--- Material for this exercise ---
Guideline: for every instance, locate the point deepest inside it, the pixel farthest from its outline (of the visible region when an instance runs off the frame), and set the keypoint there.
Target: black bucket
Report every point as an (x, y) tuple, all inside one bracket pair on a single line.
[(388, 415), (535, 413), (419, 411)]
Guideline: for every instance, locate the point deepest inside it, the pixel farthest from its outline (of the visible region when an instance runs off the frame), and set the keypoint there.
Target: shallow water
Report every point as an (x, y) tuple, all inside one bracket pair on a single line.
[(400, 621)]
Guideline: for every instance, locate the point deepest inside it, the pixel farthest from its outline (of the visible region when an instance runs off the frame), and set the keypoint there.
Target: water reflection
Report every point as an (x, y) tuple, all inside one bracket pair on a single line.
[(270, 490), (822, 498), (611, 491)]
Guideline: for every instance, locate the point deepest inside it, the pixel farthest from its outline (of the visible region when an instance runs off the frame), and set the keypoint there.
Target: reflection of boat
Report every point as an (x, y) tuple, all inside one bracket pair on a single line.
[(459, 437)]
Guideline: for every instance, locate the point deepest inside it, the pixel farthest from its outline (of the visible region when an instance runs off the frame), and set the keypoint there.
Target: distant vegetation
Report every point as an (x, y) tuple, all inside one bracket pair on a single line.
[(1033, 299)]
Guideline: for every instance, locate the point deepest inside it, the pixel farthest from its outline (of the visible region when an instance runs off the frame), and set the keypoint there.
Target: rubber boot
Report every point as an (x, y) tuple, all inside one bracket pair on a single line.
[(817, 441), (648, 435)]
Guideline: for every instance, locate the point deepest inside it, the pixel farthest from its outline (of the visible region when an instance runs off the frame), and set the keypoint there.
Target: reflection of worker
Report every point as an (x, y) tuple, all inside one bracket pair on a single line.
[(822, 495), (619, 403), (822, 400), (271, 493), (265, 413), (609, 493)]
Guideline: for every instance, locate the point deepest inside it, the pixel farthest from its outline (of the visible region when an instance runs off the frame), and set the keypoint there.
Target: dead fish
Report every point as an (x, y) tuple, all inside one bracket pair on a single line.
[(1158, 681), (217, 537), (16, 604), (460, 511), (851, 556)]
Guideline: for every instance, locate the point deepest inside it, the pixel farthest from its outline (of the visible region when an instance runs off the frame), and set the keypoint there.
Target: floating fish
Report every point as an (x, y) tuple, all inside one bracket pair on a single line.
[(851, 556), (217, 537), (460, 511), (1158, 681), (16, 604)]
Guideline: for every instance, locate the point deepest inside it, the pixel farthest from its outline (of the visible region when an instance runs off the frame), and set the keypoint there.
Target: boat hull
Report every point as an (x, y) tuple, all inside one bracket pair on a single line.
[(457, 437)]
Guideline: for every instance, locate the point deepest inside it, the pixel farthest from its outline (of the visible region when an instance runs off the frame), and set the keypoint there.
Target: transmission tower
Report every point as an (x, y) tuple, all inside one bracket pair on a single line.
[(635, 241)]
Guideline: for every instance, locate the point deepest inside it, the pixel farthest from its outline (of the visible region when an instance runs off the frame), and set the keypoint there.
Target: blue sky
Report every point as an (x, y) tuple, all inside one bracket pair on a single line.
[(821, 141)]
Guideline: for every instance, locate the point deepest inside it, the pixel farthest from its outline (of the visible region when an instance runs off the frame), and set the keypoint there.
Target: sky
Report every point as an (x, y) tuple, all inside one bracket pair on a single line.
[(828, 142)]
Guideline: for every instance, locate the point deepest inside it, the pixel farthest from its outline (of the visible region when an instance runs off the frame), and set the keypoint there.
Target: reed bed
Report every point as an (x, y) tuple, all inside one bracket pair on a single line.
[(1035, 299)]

--- Assignment ---
Filter the records, keeping only lines that contain "fish", and show those lines.

--- Task result ---
Target: dead fish
Target: floating fish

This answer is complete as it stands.